Please extract each line of the listing below that contains the word "flower"; case counts.

Stored items:
################

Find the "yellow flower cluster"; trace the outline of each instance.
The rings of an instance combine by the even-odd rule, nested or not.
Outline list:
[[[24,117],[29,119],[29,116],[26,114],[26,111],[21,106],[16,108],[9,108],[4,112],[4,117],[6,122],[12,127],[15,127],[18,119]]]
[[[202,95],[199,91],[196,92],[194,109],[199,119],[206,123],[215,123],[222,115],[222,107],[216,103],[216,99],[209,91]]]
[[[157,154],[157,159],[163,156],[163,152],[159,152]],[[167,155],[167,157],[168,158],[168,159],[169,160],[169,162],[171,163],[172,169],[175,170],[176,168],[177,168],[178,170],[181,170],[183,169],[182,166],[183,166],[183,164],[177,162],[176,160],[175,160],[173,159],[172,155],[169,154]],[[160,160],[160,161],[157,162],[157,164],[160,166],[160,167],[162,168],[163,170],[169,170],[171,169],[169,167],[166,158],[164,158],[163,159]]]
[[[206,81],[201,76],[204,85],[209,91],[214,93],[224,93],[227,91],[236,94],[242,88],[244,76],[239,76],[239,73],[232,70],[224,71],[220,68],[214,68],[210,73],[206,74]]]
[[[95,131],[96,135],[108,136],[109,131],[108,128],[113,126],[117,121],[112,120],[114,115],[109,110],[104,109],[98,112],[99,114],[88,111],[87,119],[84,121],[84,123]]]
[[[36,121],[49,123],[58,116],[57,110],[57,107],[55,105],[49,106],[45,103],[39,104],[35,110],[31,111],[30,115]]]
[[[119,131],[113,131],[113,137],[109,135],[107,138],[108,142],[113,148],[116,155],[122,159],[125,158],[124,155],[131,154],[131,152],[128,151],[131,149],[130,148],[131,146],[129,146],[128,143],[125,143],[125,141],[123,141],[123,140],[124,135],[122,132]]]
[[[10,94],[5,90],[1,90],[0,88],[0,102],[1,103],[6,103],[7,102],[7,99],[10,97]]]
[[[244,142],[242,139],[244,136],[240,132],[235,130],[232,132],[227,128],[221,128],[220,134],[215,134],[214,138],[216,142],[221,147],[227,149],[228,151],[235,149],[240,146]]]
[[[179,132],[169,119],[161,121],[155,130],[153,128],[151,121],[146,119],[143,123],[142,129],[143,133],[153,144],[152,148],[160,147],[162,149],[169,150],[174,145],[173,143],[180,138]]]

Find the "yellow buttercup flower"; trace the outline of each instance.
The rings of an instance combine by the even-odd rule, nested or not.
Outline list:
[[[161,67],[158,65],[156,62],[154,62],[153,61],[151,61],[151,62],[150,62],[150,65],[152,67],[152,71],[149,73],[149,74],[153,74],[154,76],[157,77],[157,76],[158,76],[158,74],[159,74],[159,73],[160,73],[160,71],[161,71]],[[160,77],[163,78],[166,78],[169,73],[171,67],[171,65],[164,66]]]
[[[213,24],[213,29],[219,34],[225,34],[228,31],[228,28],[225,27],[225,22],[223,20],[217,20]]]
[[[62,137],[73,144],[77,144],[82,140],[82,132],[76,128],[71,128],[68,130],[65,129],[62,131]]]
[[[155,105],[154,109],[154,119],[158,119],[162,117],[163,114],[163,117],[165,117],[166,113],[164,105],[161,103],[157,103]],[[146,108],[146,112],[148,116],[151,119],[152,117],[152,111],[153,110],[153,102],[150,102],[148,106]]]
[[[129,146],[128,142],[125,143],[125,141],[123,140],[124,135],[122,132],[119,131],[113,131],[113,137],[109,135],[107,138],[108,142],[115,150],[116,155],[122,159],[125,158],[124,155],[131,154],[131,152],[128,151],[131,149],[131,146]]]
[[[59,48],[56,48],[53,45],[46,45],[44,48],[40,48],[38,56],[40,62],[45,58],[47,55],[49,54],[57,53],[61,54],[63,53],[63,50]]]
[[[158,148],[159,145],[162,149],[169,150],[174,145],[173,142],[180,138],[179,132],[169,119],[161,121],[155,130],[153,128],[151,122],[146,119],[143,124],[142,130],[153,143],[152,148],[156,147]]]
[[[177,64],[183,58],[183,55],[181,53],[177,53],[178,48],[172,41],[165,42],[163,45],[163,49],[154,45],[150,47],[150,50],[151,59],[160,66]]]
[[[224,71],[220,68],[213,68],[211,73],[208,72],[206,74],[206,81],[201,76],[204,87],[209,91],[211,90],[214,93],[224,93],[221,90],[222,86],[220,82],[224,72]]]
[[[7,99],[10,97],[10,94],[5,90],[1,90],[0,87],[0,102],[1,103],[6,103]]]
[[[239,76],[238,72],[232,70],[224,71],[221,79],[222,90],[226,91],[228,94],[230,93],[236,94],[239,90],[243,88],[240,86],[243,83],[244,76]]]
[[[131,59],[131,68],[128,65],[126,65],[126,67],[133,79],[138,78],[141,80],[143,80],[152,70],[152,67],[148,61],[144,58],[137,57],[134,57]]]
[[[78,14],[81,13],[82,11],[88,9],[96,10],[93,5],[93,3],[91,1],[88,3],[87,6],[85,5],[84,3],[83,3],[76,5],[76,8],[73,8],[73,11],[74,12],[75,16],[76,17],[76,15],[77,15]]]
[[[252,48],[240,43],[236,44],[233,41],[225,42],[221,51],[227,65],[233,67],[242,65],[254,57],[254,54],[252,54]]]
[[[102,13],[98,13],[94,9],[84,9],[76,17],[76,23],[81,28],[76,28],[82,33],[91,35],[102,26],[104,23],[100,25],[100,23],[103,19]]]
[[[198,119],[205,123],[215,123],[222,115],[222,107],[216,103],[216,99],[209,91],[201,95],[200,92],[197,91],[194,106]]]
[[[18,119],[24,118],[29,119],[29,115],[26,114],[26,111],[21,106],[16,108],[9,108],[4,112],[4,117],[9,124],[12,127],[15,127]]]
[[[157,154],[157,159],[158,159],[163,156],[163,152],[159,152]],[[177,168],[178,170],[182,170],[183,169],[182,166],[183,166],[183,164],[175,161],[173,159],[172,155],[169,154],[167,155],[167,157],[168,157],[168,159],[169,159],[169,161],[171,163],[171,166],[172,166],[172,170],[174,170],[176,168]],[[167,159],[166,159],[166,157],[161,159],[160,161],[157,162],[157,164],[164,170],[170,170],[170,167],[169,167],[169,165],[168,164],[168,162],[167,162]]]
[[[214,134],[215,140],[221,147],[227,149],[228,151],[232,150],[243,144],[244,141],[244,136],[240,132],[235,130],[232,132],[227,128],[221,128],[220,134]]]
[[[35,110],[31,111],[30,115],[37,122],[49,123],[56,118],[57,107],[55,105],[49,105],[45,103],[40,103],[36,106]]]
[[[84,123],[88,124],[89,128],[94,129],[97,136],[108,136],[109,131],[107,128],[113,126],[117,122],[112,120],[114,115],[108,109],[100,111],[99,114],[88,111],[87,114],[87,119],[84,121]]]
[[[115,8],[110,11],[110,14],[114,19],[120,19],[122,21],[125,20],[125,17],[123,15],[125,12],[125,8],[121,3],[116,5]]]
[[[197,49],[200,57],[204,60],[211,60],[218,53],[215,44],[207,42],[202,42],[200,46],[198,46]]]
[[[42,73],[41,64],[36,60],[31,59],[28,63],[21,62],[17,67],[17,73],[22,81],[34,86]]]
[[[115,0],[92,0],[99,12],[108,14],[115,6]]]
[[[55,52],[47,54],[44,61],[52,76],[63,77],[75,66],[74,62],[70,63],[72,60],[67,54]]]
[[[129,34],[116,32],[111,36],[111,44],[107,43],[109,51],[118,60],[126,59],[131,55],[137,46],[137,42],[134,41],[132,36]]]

################

#### WRITTEN RESPONSE:
Find the "yellow flower cluster"; trace the outline of each instance.
Find the "yellow buttercup flower"; trace the outline of each instance.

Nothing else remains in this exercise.